--- Begin Supplied records ---

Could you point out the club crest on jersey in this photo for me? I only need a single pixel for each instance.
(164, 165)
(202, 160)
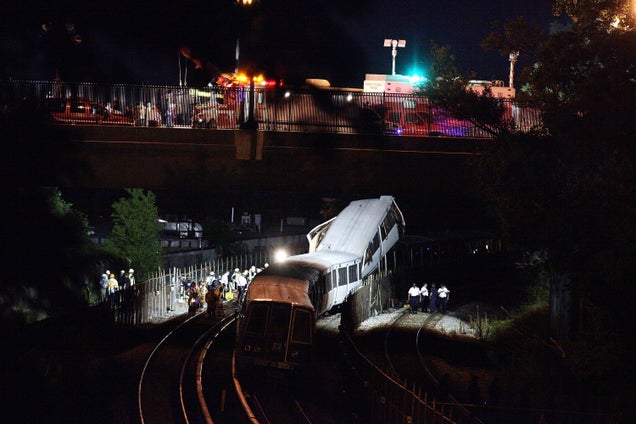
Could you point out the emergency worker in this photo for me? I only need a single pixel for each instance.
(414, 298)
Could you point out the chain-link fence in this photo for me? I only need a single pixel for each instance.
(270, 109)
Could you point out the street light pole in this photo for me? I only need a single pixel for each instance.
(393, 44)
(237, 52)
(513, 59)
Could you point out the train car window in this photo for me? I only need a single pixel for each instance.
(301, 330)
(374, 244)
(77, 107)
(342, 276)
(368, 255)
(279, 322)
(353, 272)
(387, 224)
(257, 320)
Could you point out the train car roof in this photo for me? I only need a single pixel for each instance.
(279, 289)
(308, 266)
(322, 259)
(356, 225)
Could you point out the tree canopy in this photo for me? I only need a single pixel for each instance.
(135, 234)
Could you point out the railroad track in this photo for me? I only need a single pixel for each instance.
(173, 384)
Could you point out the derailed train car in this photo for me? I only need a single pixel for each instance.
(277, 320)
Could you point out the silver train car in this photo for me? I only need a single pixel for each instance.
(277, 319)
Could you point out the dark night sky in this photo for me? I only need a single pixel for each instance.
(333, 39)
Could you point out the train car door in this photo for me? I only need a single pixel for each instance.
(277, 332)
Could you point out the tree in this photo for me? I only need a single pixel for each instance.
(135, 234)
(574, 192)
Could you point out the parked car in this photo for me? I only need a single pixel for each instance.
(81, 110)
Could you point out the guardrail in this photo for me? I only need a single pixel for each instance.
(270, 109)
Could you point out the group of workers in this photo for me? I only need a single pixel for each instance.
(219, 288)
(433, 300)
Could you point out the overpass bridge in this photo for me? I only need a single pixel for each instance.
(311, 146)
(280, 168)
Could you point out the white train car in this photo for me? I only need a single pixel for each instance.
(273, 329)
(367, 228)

--- End Supplied records ---
--- Begin Supplied records ---

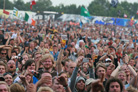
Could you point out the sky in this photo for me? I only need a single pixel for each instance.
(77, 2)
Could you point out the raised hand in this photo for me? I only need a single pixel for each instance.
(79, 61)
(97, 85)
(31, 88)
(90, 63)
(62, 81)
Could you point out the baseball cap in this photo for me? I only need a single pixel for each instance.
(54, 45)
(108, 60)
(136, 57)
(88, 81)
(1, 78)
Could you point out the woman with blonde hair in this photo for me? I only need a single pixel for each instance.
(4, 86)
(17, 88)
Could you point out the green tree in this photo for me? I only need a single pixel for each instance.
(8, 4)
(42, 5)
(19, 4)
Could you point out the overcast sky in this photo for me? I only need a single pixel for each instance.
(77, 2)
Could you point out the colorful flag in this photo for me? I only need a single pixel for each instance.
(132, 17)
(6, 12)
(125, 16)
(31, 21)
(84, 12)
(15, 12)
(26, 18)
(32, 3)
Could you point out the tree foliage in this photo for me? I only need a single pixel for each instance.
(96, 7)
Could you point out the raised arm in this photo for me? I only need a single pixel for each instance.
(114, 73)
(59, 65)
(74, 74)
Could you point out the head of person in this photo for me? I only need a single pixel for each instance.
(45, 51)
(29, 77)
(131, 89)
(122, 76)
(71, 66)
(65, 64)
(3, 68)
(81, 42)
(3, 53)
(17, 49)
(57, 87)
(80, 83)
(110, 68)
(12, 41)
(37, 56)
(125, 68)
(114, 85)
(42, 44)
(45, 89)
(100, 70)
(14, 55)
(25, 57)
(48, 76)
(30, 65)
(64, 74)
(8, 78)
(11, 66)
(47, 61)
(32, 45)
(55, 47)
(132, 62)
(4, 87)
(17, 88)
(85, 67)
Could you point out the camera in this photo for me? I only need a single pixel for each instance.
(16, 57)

--- End Supplied records ---

**Given exercise:** Extract each row above that contains the word "train".

**Correct answer:**
Could you point out the train car window in this photo for me? I only need a single pixel for each instance.
Could you point out the train car roof in this photo for me? I only need a single pixel for each instance.
Could you point out the derailed train car in this photo for me? I only need a single pixel for each instance.
Could you point out the silver train car in this photo for me? I only need a single pixel for each instance.
Could you point out the train car door in this photo for me? I only need a single pixel for each instance.
Could you point out the white train car in this photo for me? I only need a single pixel for each instance.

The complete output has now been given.